- Page extract:

· · · ·

From: Joris van der Hoeven
Subject: Re: [Texmacs-dev] Performance of Guile Scheme vs librep Lisp
Date: Mon, 14 Nov 2005 10:09:35 +0100
User-agent: Mutt/1.5.9i

Hi again,

If you are interested in a comparison of Scheme implementations,
please search the mailing list archive; about one and a half year
ago (if my memory is right), this issue has been discussed in detail.
For instance, Bigloo might be interesting as a Scheme compiler.

Yours, Joris

On Sat, Nov 12, 2005 at 01:56:31PM -0800, Karl Hegbloom wrote:
> On Sat, 2005-11-12 at 15:12 +0100, Joris van der Hoeven wrote:
> > Yes, if the choice of Guile were to reconsider, there would probably
> > be several good alternatives. The problem is that this is quite
> > difficult in the near future, because our task-list is already
> > full with more urgent things...
> I wrote that stuff about 'librep' vs Guile from previous knowledge,
> without even looking at the relative status of the two projects.  It
> appears that 'librep' is no longer under active development.  That is a
> shame, perhaps, since it is such a nice little Lisp_1.  I think that
> every computer science student and hobby-hacker should read it's source
> code.  There is a lot to learn from it.  It's virtual machine is tight
> and quick.  John Harper, the author of 'librep' told me that his thesis
> had to do with CPU cache performance issues, and the design of the
> 'librep' VM is such that it is meant to reduce cache misses, helping to
> make it run faster.  The indirect-threading method with the jump table
> (vs switch statement) is really slick.
> Of course there is also a lot to learn from the Guile implementation.

· · · ·

- Data:
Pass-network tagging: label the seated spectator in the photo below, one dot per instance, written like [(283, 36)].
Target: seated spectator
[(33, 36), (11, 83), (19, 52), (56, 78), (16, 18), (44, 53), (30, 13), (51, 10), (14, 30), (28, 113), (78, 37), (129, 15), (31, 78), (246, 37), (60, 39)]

· · · ·

- Direction: Revise the Guile email from the words "Yours, Joris" through "more urgent things...", putting "to-do list" wherever "task-list" appears. Work from the email only and set the listing aside.

- Task answer:
Yours, Joris

On Sat, Nov 12, 2005 at 01:56:31PM -0800, Karl Hegbloom wrote:
> On Sat, 2005-11-12 at 15:12 +0100, Joris van der Hoeven wrote:
> > Yes, if the choice of Guile were to reconsider, there would probably
> > be several good alternatives. The problem is that this is quite
> > difficult in the near future, because our to-do list is already
> > full with more urgent things...